REQUEST: Please pull out every line in the items below that contains the word "point". Case matters.

INPUT DATA:
************

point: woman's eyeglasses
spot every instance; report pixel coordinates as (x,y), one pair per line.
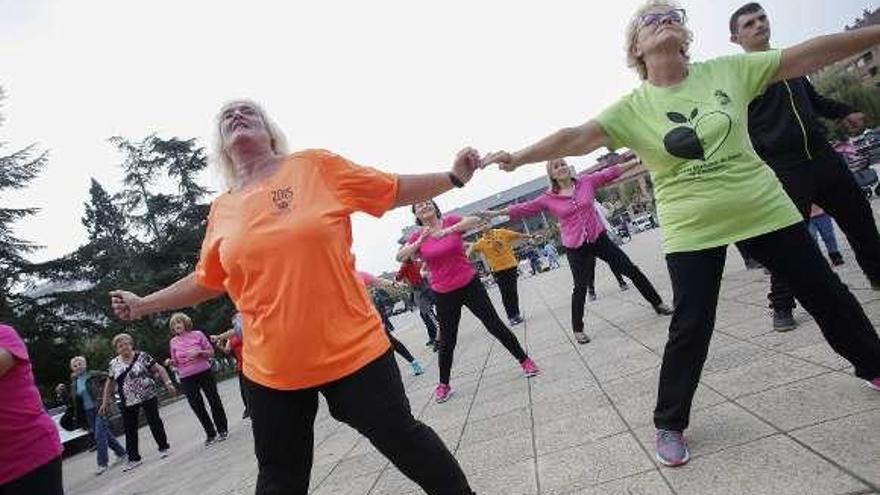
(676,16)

************

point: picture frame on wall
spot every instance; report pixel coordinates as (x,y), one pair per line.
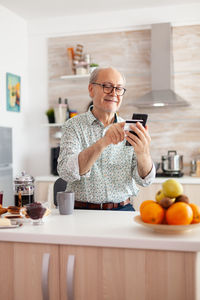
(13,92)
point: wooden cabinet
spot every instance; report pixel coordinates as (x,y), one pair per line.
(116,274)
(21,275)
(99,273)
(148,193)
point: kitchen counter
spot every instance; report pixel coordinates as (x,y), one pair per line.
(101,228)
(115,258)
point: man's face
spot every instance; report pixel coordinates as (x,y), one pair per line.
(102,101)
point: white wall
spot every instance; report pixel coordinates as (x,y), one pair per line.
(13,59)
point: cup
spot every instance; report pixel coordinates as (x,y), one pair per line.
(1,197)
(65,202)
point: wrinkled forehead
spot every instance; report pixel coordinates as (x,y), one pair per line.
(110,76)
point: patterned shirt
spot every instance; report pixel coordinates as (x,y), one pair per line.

************

ANSWER TO THE TASK:
point: woman's eyeglasses
point: picture frame on wall
point: wooden cabinet
point: kitchen counter
point: man's face
point: white wall
point: cup
point: wrinkled forehead
point: patterned shirt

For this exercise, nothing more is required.